### Exercise
Set every record down verbatim and omit the pictures.
- - -
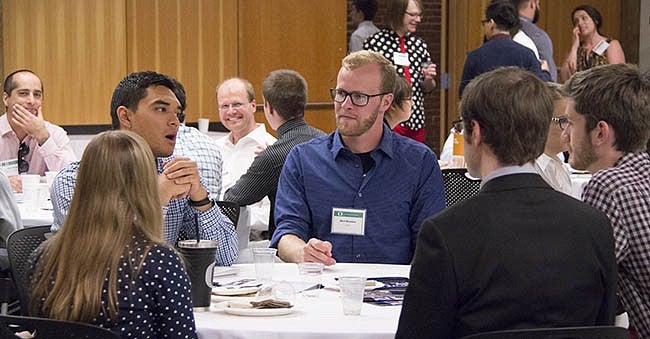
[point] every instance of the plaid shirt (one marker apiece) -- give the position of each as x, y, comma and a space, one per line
179, 215
623, 193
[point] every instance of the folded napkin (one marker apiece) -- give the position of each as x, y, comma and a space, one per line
271, 303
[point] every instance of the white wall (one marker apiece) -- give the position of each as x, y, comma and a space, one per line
644, 36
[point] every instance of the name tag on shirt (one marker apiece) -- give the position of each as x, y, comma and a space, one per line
601, 47
348, 221
10, 167
401, 59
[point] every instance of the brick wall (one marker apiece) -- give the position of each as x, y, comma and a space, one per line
429, 30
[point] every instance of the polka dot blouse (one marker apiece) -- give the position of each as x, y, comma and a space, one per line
157, 303
386, 42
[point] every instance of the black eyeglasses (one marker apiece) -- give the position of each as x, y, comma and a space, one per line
358, 99
23, 165
561, 121
457, 125
413, 14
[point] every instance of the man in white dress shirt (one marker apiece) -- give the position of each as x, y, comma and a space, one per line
236, 103
548, 164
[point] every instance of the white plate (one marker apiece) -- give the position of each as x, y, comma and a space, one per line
257, 312
335, 286
234, 291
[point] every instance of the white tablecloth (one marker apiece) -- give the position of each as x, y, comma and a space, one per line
320, 317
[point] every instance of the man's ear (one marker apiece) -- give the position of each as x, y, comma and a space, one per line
603, 133
124, 115
386, 101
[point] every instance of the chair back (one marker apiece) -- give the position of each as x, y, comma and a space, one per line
589, 332
229, 209
50, 328
458, 185
20, 245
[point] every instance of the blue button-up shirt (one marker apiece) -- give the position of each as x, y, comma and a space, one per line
402, 189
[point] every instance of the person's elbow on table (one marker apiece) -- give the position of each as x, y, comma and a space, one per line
293, 249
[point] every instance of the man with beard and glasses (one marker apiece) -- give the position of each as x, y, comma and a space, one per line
528, 16
609, 124
34, 144
360, 193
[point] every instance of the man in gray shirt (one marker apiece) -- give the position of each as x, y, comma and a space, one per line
528, 15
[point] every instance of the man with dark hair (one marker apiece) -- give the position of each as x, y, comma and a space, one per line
146, 103
519, 254
32, 144
609, 124
360, 193
528, 15
499, 49
285, 97
362, 13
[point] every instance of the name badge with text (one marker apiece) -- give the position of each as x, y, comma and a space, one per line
401, 59
348, 221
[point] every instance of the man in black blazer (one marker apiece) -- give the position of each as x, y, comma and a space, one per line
519, 254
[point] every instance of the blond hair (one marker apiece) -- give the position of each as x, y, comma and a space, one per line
387, 69
115, 203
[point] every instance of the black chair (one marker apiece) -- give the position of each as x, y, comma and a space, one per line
590, 332
458, 185
229, 209
50, 328
20, 245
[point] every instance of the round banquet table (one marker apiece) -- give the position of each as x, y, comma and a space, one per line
320, 317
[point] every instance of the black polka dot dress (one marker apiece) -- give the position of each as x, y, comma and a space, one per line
386, 42
155, 303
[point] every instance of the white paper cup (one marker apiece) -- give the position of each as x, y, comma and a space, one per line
352, 289
30, 189
310, 276
203, 125
263, 258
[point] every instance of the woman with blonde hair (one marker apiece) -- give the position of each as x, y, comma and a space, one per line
108, 265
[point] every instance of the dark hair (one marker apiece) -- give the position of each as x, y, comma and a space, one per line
593, 13
519, 3
367, 7
504, 14
9, 84
618, 95
513, 108
402, 92
133, 88
286, 91
396, 11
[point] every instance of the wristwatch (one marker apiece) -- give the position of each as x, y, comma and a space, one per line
199, 203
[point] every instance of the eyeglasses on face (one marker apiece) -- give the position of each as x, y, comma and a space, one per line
561, 121
457, 125
23, 165
358, 99
413, 15
235, 106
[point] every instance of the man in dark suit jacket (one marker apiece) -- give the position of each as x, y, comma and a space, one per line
518, 254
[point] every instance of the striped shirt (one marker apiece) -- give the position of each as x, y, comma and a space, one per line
623, 193
262, 176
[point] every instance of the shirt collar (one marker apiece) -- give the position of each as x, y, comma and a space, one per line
507, 170
4, 125
385, 144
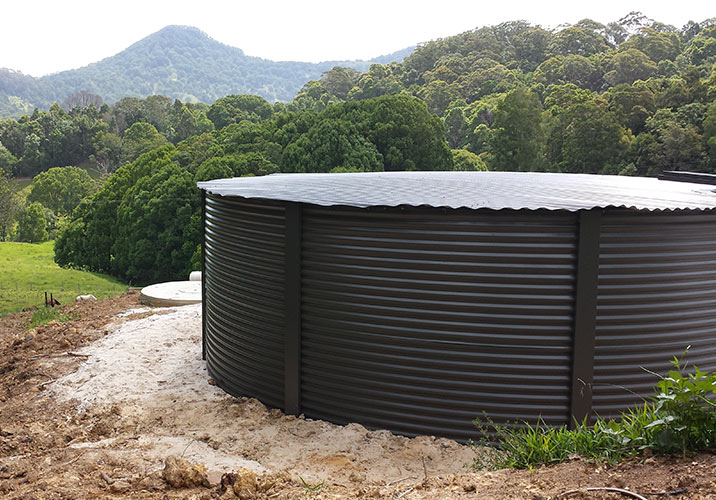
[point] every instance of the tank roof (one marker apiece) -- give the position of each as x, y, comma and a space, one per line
473, 190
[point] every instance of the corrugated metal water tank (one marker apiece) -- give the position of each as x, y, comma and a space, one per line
416, 301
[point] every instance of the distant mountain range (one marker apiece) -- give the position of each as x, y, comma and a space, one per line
178, 61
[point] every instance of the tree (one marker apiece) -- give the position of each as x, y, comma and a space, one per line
61, 188
628, 66
140, 138
518, 139
82, 99
235, 108
9, 206
465, 160
339, 81
32, 224
592, 139
107, 153
7, 160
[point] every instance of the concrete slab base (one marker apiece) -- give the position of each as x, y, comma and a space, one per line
172, 293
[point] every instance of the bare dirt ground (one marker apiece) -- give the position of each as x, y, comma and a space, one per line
116, 403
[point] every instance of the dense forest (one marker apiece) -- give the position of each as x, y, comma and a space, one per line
631, 98
179, 62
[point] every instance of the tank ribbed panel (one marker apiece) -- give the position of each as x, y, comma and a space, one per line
419, 321
244, 273
657, 296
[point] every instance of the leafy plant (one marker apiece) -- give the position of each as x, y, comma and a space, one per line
681, 417
687, 417
45, 315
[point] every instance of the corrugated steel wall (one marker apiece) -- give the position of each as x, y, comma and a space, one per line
656, 296
418, 321
244, 306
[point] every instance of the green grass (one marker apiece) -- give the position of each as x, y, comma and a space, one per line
28, 270
679, 418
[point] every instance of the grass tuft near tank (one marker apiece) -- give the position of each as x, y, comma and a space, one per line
28, 270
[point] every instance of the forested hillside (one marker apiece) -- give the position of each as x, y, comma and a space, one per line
143, 224
632, 98
179, 62
586, 98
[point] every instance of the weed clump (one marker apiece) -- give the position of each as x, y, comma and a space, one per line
679, 418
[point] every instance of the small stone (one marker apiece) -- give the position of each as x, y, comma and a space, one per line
120, 486
245, 484
180, 473
214, 478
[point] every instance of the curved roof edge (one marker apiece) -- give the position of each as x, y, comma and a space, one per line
473, 190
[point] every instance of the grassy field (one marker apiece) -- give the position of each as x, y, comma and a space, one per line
28, 270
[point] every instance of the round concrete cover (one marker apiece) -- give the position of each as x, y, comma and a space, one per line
172, 293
- - -
### Written reply
[point] every instance of the plaid shirt (one marker apiece) -- give the position of each as x, y, comma and a space, one per line
179, 215
623, 193
[point] every instance of the folded napkin (one marker apiece) -- give the position of each as x, y, comma and a space, one per line
271, 303
[point] every instance of the white wall (one marker apiece) -- give the position of each as x, y, comma and a space, one per line
644, 36
[point] every instance of the name tag on shirt (one marker apiece) -- give the position of each as x, y, comma and a space, one per line
601, 47
348, 221
10, 167
401, 59
[point] every instance of the brick wall (one marker apiece) -- give the position of each as x, y, comma and a space, one per line
429, 30
[point] every instance of the polka dot blouse (one marker apiece) -- give the position of each as x, y, comma and a space, one per line
157, 303
386, 42
[point] every instance of the black eyeglasses (one marker apiece) -- give the position of each as x, y, comma and a space, one per line
358, 99
23, 165
561, 121
457, 125
413, 14
[point] every instance of the man in white dress shirt (one marker apiece) -- give the position of each as x, y, comma and a space, one per line
236, 103
548, 164
[point] every instance of the white plate (one marker apiece) -- give the position of each as x, y, comma and a space, one per line
257, 312
335, 286
234, 291
[point] every instance of the white tablecloth (one marker apiece) -- give the position of each as x, y, comma and a space, one per line
320, 317
[point] every instance of the man's ear (one marker apiece) -- give the position of each as x, y, comma and a space, one per line
603, 133
124, 115
386, 101
[point] every instance of the chair back (one marker apiece) -- give the position of each as x, y, comma and a space, one per line
589, 332
229, 209
50, 328
458, 185
20, 245
[point] every instance of the blue button-up shirt (one marker apiece) -- give the position of each as x, y, comma and a space, one per line
402, 189
[point] every instance of the person's elbow on table (one marker apiece) -- give the position of each as x, y, comma and a space, one per line
293, 249
[point] every instance of the man with beard and glasses (one marker apiece) -- give the position of each as x, y, comma and a space, one per line
528, 16
609, 124
34, 144
360, 193
[point] every instance of the man in gray shirt (one marker apiece) -- give the position of each as x, y, comma and a space, one per line
528, 15
[point] every instance of the man with dark hair (one marker apiece) -- give the position of each as x, y, comma and a space, one per line
146, 103
519, 254
32, 144
609, 124
360, 193
528, 15
499, 49
285, 97
362, 13
[point] every instance of the name badge with text (one marker apiece) -- give the position of each as x, y, comma and a space, one per line
401, 59
348, 221
[point] every instance of the man in black blazer (one marker apiece) -- give the position of each as x, y, comma and a space, one per line
519, 254
[point] every instance of the blond hair (one marker apiece) -- give the position of each as x, y, comma and a space, one per line
387, 69
115, 203
[point] every instance of the black chair (one marker apiece) -- give the position of each as x, y, comma and a space, one per line
590, 332
458, 185
229, 209
50, 328
20, 245
[point] every instance of the round banquet table (one marker apiece) -- give the position of each as x, y, comma and a space, one per line
320, 317
[point] every instance of the black polka dot dress (one marker apiece) -- give the position of each as x, y, comma and a space, one per line
386, 42
155, 303
[point] every instance of the white paper cup (one marker apiece) -- give the position of each as x, y, comma and a space, one per line
352, 289
30, 189
310, 276
203, 125
263, 258
[point] every instance of the woman with blonde hair (one marker apiece) -- give the position of each as x, y, comma and a space, one per line
108, 265
[point] every instance of the dark hair (one marker apiece) -- give the position of each as x, y, comma and a space, one per line
593, 13
519, 3
367, 7
504, 14
9, 84
618, 95
513, 108
402, 92
133, 88
286, 91
396, 11
[point] every instance of the wristwatch (one marker apiece) -- give the position of each as x, y, comma and a space, one per line
199, 203
[point] every instance of the eyeglasses on face (one marker apiece) -- give the position of each as x, y, comma and a space, one per line
561, 121
457, 125
23, 165
358, 99
413, 15
235, 106
[point] every instance of the man in dark suit jacket (one marker apiece) -- give the position of each as x, y, comma and a space, one per line
518, 254
[point] every instance of the striped shirt (one marker apiece) -- give the position of each as x, y, comma and a space, one per line
623, 193
262, 176
[point] every instance of the shirt collar (one marker apiece) -- give the position of each as x, y, comma and a space, one per line
507, 170
4, 125
385, 144
[point] every instance of the tank roof (one marker apiece) -- give the position of each as x, y, comma and a space, one per line
473, 190
[point] every instance of the corrugated metal water tank (one marker apiece) -- give the position of each as x, y, comma and a space, one per line
416, 301
[point] every instance of the distant mountain range (one marker apiece) -- give the position of each as x, y, comma and a space, one per line
178, 61
[point] every instance of the tree (one marker apiece) -- give the position of each as x, y, comma and a space, one per line
61, 188
628, 66
140, 138
518, 139
82, 99
235, 108
9, 206
465, 160
339, 81
32, 224
592, 139
107, 153
7, 160
[point] every instance of the concrete slab base (one marker apiece) -- give the position of each as x, y, comma and a space, one per line
172, 293
[point] every instance of the bare dirt ground (one marker apiece) -- give the position of each as x, y, comma and a space, one per line
116, 403
[point] every instance of the dense forest (one marker apiece) -- give the position of each as x, y, comma and a space, one per line
631, 98
179, 62
[point] every instance of the tank ribbed panel (one marker apiece) -- give the position of each as x, y, comma and a space, one per line
419, 321
244, 273
657, 296
[point] every instance of the leafy plant (one marker apiece) -- give the position of each as x, y, comma and a space, one per line
681, 417
687, 417
45, 315
[point] every instance of the corrugated steel wall (one marker apiece) -- give the position of each as x, y, comma and a space, one per line
656, 296
418, 321
244, 306
[point] every instance of the green grass (one marker apiece) -- give the position of each as x, y, comma and a space, one per line
28, 270
679, 418
[point] every instance of the grass tuft near tank (one marker apiece) -- give the position of each as x, y, comma and a space, one per line
28, 270
[point] every instance of the forested hillside (one marker apiece) -- give the position of each as x, y, comma and a space, one per line
143, 224
632, 98
179, 62
586, 98
[point] every instance of the weed clump (one marker apiece) -- give the position of each as x, y, comma and a space, one per line
679, 418
[point] every instance of the small stone (one marker apiece) -- give the position of each as x, y, comma and a space, one per line
120, 486
245, 484
180, 473
214, 478
[point] every instance of the curved roof edge (one marker apiece) -- give the position of each as x, y, comma and a space, one per line
473, 190
[point] every instance of the grassy field (one marker apiece) -- give the position of each as x, y, comma and a space, one per line
28, 270
[point] every instance of the round concrete cover (one marker apiece) -- give the position of each as x, y, comma and a space, one per line
172, 293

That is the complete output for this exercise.